Pick out and copy every line in the rows below that contains the string "item". Case counts.

[Start Information supplied]

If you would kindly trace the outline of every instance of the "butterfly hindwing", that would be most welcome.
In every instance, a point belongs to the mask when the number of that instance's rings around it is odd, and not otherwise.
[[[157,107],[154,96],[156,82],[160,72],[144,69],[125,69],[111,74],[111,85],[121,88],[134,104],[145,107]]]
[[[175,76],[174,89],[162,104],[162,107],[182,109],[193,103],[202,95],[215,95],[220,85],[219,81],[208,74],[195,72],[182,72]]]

[End Information supplied]
[Start Information supplied]

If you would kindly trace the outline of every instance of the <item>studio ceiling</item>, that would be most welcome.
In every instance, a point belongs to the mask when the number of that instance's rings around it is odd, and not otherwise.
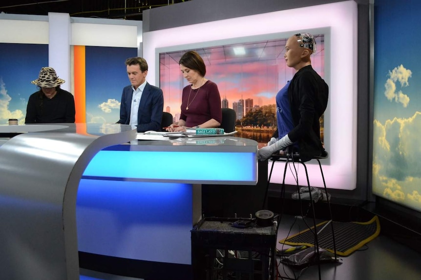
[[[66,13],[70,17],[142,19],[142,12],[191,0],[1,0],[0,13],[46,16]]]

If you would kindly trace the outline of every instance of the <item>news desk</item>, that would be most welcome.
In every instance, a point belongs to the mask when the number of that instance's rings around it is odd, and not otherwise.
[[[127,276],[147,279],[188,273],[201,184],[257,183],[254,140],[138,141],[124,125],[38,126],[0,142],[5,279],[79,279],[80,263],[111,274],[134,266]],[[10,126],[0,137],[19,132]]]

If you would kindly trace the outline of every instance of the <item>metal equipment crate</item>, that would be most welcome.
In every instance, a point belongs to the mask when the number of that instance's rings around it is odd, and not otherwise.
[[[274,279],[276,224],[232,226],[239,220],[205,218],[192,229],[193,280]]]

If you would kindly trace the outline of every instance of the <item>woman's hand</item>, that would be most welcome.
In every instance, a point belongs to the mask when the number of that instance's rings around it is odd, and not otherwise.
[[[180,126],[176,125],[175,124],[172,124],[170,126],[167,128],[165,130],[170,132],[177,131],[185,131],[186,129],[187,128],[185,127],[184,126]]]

[End Information supplied]

> _Response_
If you would kindly trace the outline of every instance of the <item>studio ceiling</item>, that would be most welcome.
If you would kindly trace the outline of every instance of the <item>news desk</item>, that would be most welcome.
If you would kindly trace the outline of every instance of the <item>metal equipment crate</item>, that would be most welcome.
If you would kindly trace the outline of every instance of the <item>woman's hand</item>, that would be most welcome.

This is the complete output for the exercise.